(Work request) Exactly as written, give again the line with "Would you kindly indicate the cow's head" and all subsequent lines through the end of the records.

Records from a data collection
::::
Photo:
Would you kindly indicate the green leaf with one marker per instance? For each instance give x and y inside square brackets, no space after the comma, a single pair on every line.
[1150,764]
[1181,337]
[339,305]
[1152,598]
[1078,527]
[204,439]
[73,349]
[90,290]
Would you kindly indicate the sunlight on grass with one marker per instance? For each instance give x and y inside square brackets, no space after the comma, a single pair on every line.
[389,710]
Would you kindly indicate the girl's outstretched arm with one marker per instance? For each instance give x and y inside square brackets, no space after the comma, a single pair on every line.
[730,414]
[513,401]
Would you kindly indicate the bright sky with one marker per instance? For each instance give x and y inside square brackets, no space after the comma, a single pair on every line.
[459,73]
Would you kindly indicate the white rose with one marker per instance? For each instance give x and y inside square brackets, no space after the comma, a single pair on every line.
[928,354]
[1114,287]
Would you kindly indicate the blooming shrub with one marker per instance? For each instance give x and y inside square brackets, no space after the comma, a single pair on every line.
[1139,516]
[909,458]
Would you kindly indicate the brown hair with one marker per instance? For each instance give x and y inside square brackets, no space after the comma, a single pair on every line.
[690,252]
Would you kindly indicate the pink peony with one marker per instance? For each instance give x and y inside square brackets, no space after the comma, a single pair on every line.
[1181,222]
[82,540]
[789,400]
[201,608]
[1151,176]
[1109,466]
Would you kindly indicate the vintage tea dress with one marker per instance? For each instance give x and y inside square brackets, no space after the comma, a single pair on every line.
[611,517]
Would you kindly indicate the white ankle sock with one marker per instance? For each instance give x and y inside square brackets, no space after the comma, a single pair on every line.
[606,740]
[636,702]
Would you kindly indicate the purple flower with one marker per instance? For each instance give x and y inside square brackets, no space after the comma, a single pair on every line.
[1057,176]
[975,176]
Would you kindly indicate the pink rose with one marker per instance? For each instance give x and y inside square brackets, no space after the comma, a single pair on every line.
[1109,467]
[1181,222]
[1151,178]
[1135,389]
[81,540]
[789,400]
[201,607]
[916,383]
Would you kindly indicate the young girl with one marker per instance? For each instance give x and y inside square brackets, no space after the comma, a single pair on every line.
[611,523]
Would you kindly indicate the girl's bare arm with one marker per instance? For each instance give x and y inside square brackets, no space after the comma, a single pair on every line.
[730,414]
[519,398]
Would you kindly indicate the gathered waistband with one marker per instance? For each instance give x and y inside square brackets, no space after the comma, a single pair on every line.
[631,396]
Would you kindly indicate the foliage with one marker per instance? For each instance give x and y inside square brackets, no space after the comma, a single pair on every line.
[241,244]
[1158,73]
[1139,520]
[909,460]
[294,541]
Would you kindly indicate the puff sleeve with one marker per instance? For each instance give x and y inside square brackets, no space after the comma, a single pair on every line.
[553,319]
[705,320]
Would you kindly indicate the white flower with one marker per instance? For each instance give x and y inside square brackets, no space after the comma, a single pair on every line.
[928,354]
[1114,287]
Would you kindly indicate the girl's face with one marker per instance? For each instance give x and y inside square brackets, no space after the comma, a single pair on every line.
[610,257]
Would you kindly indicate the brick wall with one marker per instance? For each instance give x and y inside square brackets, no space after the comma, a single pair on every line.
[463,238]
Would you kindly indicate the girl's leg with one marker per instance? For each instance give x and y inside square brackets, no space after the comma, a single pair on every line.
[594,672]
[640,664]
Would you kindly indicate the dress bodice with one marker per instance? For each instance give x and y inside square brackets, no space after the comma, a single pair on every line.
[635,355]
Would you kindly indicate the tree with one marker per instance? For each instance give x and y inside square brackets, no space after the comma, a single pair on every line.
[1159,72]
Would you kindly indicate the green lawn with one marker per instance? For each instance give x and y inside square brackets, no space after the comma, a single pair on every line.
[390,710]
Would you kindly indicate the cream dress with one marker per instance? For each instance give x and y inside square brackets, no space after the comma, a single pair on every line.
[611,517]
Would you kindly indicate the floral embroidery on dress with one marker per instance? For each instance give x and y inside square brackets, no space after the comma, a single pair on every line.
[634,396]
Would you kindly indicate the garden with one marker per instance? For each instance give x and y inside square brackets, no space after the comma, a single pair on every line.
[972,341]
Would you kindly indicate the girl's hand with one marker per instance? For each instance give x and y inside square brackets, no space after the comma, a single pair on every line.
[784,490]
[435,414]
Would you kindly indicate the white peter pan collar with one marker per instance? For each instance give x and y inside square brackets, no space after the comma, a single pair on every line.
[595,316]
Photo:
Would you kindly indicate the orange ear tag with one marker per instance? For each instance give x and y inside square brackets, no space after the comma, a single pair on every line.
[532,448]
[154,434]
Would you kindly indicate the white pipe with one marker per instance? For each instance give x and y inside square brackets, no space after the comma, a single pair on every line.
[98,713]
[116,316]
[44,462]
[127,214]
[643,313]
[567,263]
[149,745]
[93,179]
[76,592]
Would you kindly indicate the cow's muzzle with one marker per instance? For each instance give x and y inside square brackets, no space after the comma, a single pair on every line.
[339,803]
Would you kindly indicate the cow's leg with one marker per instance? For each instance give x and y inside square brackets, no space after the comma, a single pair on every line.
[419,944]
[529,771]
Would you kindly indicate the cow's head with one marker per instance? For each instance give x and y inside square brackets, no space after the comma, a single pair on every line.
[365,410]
::::
(Answer to the exercise)
Would you kindly indicate the cow's head with one marker per instance? For each instance give x and y inside square brackets, no space after the comma, a single pair on every line.
[365,410]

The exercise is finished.